Point annotation dataset records:
^^^^^^^^

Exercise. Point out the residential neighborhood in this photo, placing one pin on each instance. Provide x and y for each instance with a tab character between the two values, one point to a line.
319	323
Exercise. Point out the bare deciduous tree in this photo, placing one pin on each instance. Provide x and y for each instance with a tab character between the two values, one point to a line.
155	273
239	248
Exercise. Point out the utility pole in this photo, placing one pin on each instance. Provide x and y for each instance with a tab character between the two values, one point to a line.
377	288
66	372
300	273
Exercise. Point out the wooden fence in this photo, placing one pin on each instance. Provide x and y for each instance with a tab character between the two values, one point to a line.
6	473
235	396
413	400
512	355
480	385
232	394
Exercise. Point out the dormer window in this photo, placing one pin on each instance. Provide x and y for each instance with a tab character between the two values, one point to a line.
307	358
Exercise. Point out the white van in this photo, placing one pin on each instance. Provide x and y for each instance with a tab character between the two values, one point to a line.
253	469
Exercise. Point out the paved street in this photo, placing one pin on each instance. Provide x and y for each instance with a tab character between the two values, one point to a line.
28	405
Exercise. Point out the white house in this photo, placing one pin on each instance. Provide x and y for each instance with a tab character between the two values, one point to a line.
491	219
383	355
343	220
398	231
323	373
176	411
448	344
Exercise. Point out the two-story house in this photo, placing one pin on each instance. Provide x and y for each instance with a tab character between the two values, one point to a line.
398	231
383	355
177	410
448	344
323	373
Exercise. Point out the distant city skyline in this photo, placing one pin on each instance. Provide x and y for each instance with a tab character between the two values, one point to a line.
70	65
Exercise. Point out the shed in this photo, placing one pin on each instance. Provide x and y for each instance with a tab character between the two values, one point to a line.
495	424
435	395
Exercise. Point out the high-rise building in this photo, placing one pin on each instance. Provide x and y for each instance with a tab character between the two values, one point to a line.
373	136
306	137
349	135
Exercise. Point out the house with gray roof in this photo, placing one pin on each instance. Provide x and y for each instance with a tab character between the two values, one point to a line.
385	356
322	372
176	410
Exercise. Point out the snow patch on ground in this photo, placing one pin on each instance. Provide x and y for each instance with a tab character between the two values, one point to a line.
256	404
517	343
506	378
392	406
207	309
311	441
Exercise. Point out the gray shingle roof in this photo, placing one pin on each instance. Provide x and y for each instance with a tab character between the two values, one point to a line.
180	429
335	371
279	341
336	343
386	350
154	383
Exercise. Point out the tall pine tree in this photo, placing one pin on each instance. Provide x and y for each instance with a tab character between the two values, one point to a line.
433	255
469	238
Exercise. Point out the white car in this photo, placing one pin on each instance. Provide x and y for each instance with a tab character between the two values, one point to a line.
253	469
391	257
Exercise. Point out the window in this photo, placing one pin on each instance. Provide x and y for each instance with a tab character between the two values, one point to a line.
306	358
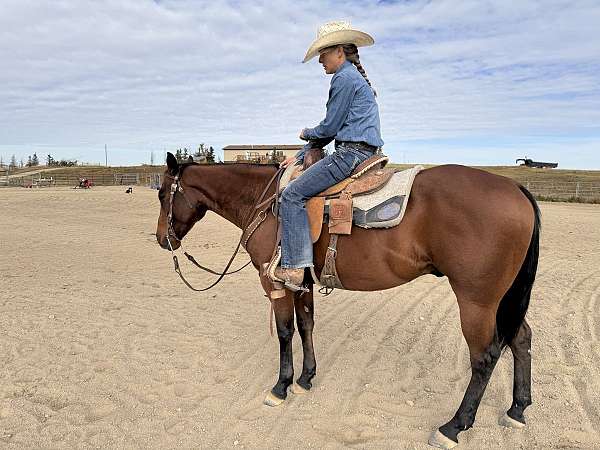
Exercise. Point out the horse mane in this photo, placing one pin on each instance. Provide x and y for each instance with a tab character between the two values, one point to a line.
183	166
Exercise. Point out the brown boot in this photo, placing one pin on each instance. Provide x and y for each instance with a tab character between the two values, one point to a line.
293	277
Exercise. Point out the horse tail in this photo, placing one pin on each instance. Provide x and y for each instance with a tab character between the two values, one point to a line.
514	304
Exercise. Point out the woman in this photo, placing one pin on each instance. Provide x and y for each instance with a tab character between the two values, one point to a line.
352	119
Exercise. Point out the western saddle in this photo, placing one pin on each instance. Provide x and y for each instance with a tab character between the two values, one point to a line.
368	177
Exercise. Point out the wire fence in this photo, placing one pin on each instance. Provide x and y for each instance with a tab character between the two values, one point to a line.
115	179
583	191
576	191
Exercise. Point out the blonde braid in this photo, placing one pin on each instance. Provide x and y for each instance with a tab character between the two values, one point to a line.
351	52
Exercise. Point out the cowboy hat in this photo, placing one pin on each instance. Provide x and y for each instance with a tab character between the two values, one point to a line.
337	33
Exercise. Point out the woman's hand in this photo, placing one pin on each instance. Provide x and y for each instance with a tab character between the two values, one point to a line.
286	162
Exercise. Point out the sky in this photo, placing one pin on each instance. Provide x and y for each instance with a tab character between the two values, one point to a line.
459	81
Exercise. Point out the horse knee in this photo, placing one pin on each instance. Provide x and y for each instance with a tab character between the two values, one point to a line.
521	344
285	333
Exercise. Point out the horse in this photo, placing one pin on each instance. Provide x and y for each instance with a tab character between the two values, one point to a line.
478	229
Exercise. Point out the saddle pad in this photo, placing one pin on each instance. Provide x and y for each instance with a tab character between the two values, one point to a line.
384	208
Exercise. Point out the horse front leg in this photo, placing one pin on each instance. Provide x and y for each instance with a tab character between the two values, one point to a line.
284	318
305	321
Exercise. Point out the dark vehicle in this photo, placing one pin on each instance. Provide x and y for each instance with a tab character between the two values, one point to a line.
537	164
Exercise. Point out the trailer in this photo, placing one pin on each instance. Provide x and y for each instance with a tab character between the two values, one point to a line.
537	164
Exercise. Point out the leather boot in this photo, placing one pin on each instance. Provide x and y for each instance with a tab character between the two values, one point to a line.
292	277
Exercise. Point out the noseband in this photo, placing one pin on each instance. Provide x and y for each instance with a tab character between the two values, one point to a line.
175	186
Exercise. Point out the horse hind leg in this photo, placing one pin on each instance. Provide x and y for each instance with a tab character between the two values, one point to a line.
479	329
305	321
521	350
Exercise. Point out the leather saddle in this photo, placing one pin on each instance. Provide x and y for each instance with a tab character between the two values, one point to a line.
368	177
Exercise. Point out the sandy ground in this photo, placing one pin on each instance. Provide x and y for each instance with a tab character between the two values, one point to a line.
101	345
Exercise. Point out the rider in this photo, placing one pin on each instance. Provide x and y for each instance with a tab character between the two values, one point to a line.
352	119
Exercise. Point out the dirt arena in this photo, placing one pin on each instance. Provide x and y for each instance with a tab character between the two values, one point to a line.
101	345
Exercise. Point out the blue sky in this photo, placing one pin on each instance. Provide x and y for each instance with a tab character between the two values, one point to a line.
462	81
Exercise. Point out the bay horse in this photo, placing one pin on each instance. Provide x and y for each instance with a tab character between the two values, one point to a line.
478	229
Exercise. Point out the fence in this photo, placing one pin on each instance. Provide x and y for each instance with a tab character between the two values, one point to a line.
103	179
584	191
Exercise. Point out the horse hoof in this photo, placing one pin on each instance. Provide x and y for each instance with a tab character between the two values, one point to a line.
272	400
509	422
298	390
437	439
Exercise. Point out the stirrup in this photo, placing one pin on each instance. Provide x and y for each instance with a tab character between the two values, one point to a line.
271	274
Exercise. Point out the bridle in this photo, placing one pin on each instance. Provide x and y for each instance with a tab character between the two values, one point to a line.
248	231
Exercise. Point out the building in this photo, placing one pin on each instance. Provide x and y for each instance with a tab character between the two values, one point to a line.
259	153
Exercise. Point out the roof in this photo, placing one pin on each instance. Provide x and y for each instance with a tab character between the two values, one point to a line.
264	147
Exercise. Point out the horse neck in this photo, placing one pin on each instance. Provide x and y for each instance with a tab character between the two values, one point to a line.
231	190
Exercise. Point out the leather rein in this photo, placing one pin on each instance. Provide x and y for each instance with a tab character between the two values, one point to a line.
248	231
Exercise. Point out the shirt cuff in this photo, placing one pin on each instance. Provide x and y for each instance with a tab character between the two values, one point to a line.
309	133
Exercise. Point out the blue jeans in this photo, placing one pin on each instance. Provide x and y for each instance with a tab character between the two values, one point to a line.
296	244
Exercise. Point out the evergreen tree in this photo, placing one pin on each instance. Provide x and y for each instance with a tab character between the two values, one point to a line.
210	155
201	150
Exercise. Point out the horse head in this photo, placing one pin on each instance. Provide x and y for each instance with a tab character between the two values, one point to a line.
181	205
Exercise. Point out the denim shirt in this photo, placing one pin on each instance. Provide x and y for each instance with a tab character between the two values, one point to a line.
352	111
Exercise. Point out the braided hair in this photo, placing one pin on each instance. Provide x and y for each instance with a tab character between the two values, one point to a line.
351	52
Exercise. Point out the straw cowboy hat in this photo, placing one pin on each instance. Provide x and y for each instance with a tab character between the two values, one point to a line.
336	33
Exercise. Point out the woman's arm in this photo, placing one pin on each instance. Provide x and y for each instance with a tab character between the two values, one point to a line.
341	94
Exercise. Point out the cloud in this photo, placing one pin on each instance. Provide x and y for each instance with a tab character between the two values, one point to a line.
144	75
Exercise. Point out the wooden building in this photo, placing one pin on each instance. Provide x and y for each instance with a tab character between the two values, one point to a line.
261	154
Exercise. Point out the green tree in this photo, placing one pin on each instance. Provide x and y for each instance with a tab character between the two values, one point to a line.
210	155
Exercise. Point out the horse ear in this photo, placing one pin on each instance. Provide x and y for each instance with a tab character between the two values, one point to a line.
172	164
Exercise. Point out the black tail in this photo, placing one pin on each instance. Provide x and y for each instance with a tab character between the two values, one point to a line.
515	302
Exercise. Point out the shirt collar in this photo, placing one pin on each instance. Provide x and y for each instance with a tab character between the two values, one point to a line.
344	66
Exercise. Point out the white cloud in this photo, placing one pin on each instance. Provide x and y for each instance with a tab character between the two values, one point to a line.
143	75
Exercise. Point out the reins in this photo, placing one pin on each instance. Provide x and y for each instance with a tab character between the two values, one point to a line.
244	238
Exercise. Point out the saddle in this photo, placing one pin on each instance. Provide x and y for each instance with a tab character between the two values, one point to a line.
368	177
371	197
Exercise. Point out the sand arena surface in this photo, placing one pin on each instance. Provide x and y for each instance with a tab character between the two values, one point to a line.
101	345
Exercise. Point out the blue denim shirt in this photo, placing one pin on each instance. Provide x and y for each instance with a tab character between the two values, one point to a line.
352	111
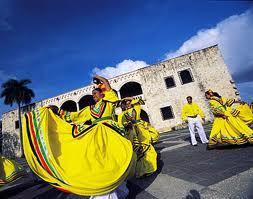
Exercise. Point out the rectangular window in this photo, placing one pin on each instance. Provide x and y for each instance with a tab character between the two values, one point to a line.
167	113
169	81
16	124
185	76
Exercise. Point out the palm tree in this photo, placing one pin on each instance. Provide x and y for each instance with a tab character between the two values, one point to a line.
16	91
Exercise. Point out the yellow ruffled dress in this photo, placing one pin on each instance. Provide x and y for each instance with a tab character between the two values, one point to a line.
244	112
227	131
9	170
140	136
76	157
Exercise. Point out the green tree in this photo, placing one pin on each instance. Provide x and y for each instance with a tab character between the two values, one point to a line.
17	92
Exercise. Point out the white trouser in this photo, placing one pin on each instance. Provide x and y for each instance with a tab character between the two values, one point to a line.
120	193
195	123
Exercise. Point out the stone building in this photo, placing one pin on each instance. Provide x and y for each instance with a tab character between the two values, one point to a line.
163	86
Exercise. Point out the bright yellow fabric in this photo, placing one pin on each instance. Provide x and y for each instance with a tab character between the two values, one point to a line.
227	131
94	163
191	110
139	133
245	113
9	170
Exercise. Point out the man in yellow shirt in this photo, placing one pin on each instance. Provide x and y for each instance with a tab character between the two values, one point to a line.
190	114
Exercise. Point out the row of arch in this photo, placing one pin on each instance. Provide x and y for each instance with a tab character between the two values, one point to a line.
127	90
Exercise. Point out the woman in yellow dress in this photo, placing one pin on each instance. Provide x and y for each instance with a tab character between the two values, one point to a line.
74	156
227	129
244	112
9	171
138	133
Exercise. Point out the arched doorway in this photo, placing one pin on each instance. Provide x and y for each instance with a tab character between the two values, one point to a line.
144	116
130	89
69	106
86	100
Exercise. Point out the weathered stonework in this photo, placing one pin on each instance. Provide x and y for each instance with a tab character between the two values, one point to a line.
207	69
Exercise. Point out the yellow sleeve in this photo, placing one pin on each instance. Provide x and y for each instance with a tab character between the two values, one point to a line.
76	117
110	96
183	115
230	102
200	112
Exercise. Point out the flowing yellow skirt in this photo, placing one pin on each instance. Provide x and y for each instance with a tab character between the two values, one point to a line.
146	155
95	163
9	170
231	131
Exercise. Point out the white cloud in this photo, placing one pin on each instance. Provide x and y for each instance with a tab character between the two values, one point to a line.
121	68
234	37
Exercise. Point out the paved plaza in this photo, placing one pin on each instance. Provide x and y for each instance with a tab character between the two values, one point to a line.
184	171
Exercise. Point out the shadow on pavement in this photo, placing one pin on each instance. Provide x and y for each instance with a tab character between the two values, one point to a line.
144	182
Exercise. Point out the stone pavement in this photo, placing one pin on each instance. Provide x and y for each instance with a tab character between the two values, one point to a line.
184	172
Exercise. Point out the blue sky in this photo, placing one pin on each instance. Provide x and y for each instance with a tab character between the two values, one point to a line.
57	44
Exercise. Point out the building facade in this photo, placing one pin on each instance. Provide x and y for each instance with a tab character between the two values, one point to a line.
163	86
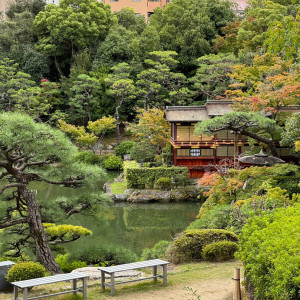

^^^^^^^^

* **WHAT YOU SHOULD DO**
Please return every line in the entries above that contains the word "saddle", treating uppercase and lowercase as different.

* **ANSWER TO THE PROBLEM**
Exercise. Point out the western saddle in this photo, placing one pin on each instance. Provide x and y for each instance with a tab character between the two values, one point to a line.
Exercise. Point out the saddle pad in this photo, placing one pin on each instance. Provide x and y for each instance with a tab character between the two values, one point to a line.
Exercise. Point out the leather saddle in this photo, placing one pin on each instance. Provide x and y for each instance with a tab character between the two values, one point to a line.
Exercise. Point out the saddle in this photo, placing one pin on each instance. Provide x and y for each instance with a tab character between the two values, one point to a line.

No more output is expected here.